Records from a dataset:
○ ○ ○ ○ ○

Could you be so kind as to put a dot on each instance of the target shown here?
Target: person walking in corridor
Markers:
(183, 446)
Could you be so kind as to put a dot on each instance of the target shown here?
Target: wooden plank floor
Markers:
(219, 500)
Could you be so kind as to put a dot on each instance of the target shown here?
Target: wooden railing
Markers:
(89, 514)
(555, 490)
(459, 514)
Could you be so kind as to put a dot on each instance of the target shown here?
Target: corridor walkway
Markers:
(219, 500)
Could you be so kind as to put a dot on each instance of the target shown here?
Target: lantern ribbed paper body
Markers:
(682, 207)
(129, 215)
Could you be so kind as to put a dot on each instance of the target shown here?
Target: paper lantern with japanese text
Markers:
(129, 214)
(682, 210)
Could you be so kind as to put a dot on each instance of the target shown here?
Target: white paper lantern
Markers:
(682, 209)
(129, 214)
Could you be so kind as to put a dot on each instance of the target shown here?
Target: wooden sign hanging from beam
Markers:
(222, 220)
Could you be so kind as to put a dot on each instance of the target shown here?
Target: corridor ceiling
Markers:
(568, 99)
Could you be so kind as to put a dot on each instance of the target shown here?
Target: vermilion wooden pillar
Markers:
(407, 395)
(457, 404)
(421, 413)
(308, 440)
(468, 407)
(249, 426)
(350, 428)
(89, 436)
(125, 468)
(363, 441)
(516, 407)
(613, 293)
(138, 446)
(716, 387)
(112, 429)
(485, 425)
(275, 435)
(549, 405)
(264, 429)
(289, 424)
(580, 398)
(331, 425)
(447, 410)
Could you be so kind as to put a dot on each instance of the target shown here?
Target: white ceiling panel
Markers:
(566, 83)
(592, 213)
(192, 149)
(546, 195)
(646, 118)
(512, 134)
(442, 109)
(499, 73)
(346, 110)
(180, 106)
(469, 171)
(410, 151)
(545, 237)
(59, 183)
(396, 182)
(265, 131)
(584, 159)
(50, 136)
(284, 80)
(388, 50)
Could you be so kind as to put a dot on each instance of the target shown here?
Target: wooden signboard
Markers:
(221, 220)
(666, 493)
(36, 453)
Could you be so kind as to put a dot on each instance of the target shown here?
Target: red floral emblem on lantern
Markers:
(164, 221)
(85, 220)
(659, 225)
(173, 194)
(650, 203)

○ ○ ○ ○ ○

Problem: All of the data, from the first line to the last, should be written out exactly.

Exercise solution:
Could you be so kind as to put a dot on each instance of the target shown here?
Target: person walking in corridor
Markers:
(183, 446)
Could you be so kind as to put a dot on each instance of the target shown here?
Target: wooden plank floor
Markers:
(219, 500)
Could you be so kind as to put a dot on each instance of the target shown here?
Target: wooden railing
Markers:
(89, 514)
(555, 490)
(459, 514)
Could you be so kind as to put a dot on each instance of the target shown here?
Target: corridor walkway
Markers:
(219, 500)
Could you be so kind as to put a dot on each instance of the target shown here?
Target: lantern ribbed paper body
Markers:
(682, 207)
(129, 215)
Could you be so kind as to put a dot on each instance of the target shown here?
Target: paper lantern with japanese text
Markers:
(129, 214)
(682, 210)
Could you be so kind as to put a dot on each instance of the target shown here?
Target: white paper lantern
Markers:
(682, 209)
(129, 214)
Could you be so kind as to put a dot on each instance of the target shown here?
Target: wooden sign hanging from beam
Markers:
(222, 220)
Could you be so kind as to put a dot on each instance of the target shown here?
Target: corridor ceiling
Markers:
(568, 99)
Could you be so kind as to put a dot on each instance of the target shown here?
Target: vermilion wooden pillar
Markers:
(407, 395)
(457, 404)
(421, 413)
(308, 440)
(468, 407)
(249, 426)
(350, 428)
(89, 436)
(125, 468)
(363, 441)
(516, 407)
(613, 293)
(138, 446)
(716, 387)
(112, 429)
(485, 425)
(275, 435)
(549, 405)
(264, 429)
(289, 424)
(580, 398)
(331, 425)
(447, 410)
Could you be so kind as to put a dot on each instance of the target shown here?
Target: white ceiling panel
Markers:
(566, 83)
(592, 213)
(192, 149)
(546, 195)
(646, 118)
(512, 134)
(442, 109)
(499, 73)
(346, 110)
(180, 106)
(469, 171)
(410, 151)
(545, 237)
(59, 183)
(396, 182)
(265, 131)
(584, 159)
(50, 136)
(284, 80)
(388, 50)
Could you be so kind as to put a dot on each instance of the target shown here?
Target: wooden signboard
Markers:
(221, 220)
(666, 493)
(36, 453)
Could you be so kind as to put a dot on each instance of the target shown here?
Target: red floral emblem on lantern
Markers:
(164, 221)
(85, 220)
(659, 225)
(173, 194)
(650, 203)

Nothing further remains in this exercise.